* Start Provided passage *

“Lesson 91: Alma 33,” Book of Mormon Seminary Teacher Manual (2012)
“Lesson 91,” Book of Mormon Seminary Teacher Manual
A group of Zoramites desired to know how to follow Alma’s counsel to plant the word of the Lord in their hearts and exercise faith. Using the scriptures, Alma taught the people about worship, prayer, and the mercy we can receive from God because of the Savior. He encouraged the people to look to Jesus Christ and believe in the power of His Atonement.
Note: Lesson 94 provides an opportunity for three students to teach. You may want to select three students now and give them copies of the designated portions of lesson 94 so they can prepare. Encourage them to study the lesson material prayerfully and to seek the guidance of the Holy Ghost so they will know how to adapt the lesson to the needs of their classmates.
Write exercise on the board.

* End Provided passage *

Tasks to perform
1 > Please answer these questions from the Alma 33 lesson text:
(a) Which chapter of Alma does Lesson 91 cover?
(b) What did the group of Zoramites want to know?
(c) How many students does the note say Lesson 94 gives a chance to teach?
2 > Write the next part of the Alma 33 lesson text, picking up after its final line.

* Start Records supplied *

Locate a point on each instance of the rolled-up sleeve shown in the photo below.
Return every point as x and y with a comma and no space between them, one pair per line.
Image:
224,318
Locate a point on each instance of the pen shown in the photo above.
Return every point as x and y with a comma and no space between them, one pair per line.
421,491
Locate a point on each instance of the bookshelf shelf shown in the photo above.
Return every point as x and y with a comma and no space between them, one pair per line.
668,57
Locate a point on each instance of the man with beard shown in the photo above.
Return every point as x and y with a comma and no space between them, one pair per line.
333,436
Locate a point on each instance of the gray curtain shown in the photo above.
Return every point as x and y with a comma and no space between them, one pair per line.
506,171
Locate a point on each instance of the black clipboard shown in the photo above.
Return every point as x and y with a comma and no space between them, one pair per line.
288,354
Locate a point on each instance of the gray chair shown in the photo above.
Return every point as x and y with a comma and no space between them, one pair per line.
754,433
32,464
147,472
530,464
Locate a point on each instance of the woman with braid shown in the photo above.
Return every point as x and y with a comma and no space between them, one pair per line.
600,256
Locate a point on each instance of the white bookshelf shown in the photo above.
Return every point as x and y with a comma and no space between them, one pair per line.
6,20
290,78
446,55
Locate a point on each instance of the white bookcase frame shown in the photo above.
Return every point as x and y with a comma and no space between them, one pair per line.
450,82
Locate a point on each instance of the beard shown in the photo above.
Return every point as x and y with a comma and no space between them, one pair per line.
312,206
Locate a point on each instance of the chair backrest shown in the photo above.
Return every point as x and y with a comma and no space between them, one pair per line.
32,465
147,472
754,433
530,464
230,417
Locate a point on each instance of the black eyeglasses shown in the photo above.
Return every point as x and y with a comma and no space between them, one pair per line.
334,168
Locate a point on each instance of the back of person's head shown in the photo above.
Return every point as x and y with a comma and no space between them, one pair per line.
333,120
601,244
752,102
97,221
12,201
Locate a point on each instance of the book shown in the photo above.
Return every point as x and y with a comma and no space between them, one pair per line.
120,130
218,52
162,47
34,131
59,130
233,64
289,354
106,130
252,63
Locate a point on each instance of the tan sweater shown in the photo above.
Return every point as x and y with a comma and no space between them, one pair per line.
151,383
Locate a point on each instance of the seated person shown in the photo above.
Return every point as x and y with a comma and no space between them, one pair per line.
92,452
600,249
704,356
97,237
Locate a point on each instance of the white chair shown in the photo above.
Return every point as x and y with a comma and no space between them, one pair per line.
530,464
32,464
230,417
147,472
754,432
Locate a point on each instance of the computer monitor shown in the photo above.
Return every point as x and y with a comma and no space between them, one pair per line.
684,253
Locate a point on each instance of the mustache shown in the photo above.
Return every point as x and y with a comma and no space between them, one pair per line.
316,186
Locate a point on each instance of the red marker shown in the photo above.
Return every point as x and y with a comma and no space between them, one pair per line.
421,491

* End Records supplied *

The responses
1 >
(a) Alma 33.
(b) They wanted to know how to follow Alma's counsel to plant the word of the Lord in their hearts and exercise faith.
(c) Three.

2 >
What does it mean to exercise something? (As students respond to this question, you might ask a student to demonstrate how to exercise his or her arms, perhaps by doing push-ups, or his or her legs, perhaps by running in place.)
Have students read Alma 33:1 silently, identifying the exercise that the Zoramites wanted to understand. After students report what they have found, write the following question on the board: How do we exercise faith? Invite students to look for at least three answers to this question as they study and discuss Alma 33.
Explain that as Alma began to answer the Zoramites’ question about how to exercise faith, he corrected a false idea they had about worship. Invite a student to read Alma 33:2 aloud. Ask the class to identify the Zoramites’ false idea about worshipping God.
Why did these Zoramites think they could not worship God? (Because they were not allowed in their synagogues.)
Ask students to summarize what they learned in Alma 31 about the Zoramites’ form of worship. (See Alma 31:22–23. The Zoramites offered the same prayer once a week in the synagogue, and they never spoke of God again during the rest of the week.)
Why is Church attendance an important part of our worship? What are some ways we can worship God in addition to attending our weekly Church meetings?
Explain that Alma quoted teachings of a prophet named Zenos to correct the Zoramites’ false ideas about worshipping God. Ask students to read Alma 33:3 silently, looking for the word Alma used interchangeably with worship. (The word is prayer.)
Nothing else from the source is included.